● REQUIRED TASK A
Update the excerpt on limitations for nuisance claims, starting at "In Schneider, we" and ending at "other outcome here.", so that "common sense" reads "plain logic" instead.
● REQUIRED TASK B
Write the next part of the excerpt on limitations for nuisance claims, picking up from where it stops.

● SOURCE EXCERPT
Nonetheless, the application of this clarified standard for limitations has not been uniform when injunctions are at play. In this case, for example, the court of appeals effectively split the cause of action, treating it as expired as to damages but allowing it to proceed as to the remedy of injunctive relief (ostensibly on the ground that no cause of action was even needed). Other courts, however, have treated requests for injunctive relief as having no effect on limitations. See, e.g., Mitchell v. Timmerman, No. 03-08-00320-CV, 2008 WL 5423268, at *1 (Tex. App.—Austin Dec. 31, 2008, no pet.) (affirming summary judgment on the plaintiffs' time-barred nuisance claim seeking damages and injunctive relief). Similarly, courts have differed with respect to limitations when only injunctive relief is sought. Compare, e.g., Yalamanchili v. Mousa, 316 S.W.3d 33, 39 (Tex. App.—Houston [14th Dist.] 2010, pet. denied) (“Limitations is not a defense to a request to permanently abate a nuisance.”), with Walton v. Phillips Petroleum Co., 65 S.W.3d 262, 276 (Tex. App.—El Paso 2001, pet. denied) (“Because Phillips established that all causes of action are barred by limitations, Walton is not entitled to injunctive relief.”).
In Schneider, we reserved how to deal with limitations when injunctive relief is requested as “a question we do not reach as it is not this case.” 147 S.W.3d at 289. Our normal practice, after all, is not to formally reach unpresented issues. At the same time, though, it is also common for prior holdings to leave open only one possible outcome once an issue is squarely presented. Schneider's holdings—and common sense—leave open no other outcome here.
Here is a sampling of why that is so. In Schneider, the Court clarified the distinction between permanent and temporary nuisances. One of our central points was that, as in other legal contexts, “characterizing a nuisance as temporary or permanent determines when limitations accrues, and thus when an injured party's claims are barred.” Id. at 279 (emphasis added). We did not say then or at any other time that the accrual of limitations determines when a particular remedy is barred. Again, as elsewhere in the law, it is the claim itself that is either categorically barred or not barred: “[T]he record here establishes as a matter of law that the alleged nuisances were permanent, and thus barred by limitations.” Id. at 268. That is why the delineation between temporary and permanent nuisances is so important. “Uncertainty in the test for the distinction can put the parties in a serious predicament.” Id. at 275 (quoting 1 Fowler V. Harper et al., The Law of Torts § 1.30, at 140 (3d ed. 1996)). Indeed, dispelling uncertainty about limitations in nuisance cases is the reason we decided Schneider in the first place.

● DATA EXTRACT

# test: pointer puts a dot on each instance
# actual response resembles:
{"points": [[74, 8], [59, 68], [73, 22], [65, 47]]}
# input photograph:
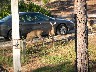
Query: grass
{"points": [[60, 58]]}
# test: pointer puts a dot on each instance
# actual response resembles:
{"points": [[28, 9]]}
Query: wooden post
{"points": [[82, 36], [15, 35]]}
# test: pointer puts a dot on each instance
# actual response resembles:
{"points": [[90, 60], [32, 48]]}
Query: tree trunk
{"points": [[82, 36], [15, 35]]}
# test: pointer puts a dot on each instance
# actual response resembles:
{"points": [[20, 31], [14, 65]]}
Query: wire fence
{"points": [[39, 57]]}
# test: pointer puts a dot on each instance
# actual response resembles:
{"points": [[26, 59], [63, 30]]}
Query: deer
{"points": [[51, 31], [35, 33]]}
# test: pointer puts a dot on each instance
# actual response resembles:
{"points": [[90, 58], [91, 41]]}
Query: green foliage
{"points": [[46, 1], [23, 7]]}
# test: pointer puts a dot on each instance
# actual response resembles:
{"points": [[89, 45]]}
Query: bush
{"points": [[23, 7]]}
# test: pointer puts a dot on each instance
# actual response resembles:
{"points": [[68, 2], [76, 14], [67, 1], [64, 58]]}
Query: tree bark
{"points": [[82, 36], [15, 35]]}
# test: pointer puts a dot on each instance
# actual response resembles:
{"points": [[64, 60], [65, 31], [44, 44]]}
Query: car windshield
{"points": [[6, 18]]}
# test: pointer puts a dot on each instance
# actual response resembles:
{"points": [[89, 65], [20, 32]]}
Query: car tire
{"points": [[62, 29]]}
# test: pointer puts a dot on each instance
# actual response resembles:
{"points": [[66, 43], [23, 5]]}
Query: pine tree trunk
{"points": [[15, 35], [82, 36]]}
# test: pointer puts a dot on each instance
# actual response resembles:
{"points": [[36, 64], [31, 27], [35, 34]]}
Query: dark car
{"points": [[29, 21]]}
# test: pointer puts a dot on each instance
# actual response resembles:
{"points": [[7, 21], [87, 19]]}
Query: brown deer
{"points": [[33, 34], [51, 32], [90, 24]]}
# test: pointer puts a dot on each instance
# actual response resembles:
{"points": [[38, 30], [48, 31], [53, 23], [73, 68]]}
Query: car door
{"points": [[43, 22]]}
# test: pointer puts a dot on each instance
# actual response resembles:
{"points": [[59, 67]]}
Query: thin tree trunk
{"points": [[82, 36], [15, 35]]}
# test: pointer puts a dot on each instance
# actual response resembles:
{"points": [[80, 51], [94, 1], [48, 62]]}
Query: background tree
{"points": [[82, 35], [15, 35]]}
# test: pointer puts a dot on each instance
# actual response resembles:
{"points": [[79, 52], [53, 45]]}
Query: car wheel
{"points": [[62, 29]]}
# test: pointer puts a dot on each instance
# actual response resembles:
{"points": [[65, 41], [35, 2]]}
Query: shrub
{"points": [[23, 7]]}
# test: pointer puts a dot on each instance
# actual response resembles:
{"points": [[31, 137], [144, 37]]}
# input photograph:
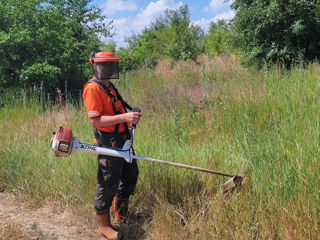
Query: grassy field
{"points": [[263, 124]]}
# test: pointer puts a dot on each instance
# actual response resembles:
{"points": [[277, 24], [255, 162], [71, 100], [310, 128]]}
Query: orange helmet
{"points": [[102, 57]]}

● RESULT A
In Schneider, we reserved how to deal with limitations when injunctive relief is requested as “a question we do not reach as it is not this case.” 147 S.W.3d at 289. Our normal practice, after all, is not to formally reach unpresented issues. At the same time, though, it is also common for prior holdings to leave open only one possible outcome once an issue is squarely presented. Schneider's holdings—and plain logic—leave open no other outcome here.

● RESULT B
Elsewhere in Schneider, we made clear that so-called nuisance claims are not treated differently from other kinds of claims—as always, a claim is a cause of action that can generate remedies. For example:
Generally, a cause of action accrues and limitations begins to run when facts exist that authorize a claimant to seek judicial relief. As nuisance claims arise only upon a substantial interference with property use, they normally do not accrue when a potential source is under construction [O]nce operations begin and interference occurs, limitations runs against a nuisance claim just as against any other.
Id. at 279 (emphasis added and omitted) (footnotes deleted). And we clearly contemplated multiple or alternative remedies arising from the same claim. E.g., id. at 290 (“If only private interests are involved, courts may well favor the equitable option allowing neighboring owners to stop the uninvited nuisance, rather than the legal option forcing them to live with it and sending them a check.”).
One of Schneider's objectives was to eliminate “splitting one claim into several suits when a single suit will suffice.” Id. at 278. As with any other cause of action, we treated a permanent nuisance as a single claim with multiple potential remedies. Our discussion would have been awkward, at best, if it later turned out that the limitations period for that single claim transformed from two years to something longer if a plaintiff simply failed to sue in time to get damages. As we observed in response to some cases that seemed to allow plaintiffs great flexibility, “claimants cannot opt for an indefinite limitations period or a series of suits whenever they would prefer.” Id. at 281–82. To the contrary, the rule remains one suit for one claim. A limitations period in which one remedy (but not another) would be continually available would constitute a maximally “indefinite limitations period” that would allow a demand for an injunction to spring forth at any time.
So, yes, Schneider formally reserved the question. But it also set up all the dominoes, which fall exactly where the trial court in this case thought they would. That is why that court treated the causes of action in this context as it would in any other: subject to the usual statutes of limitations.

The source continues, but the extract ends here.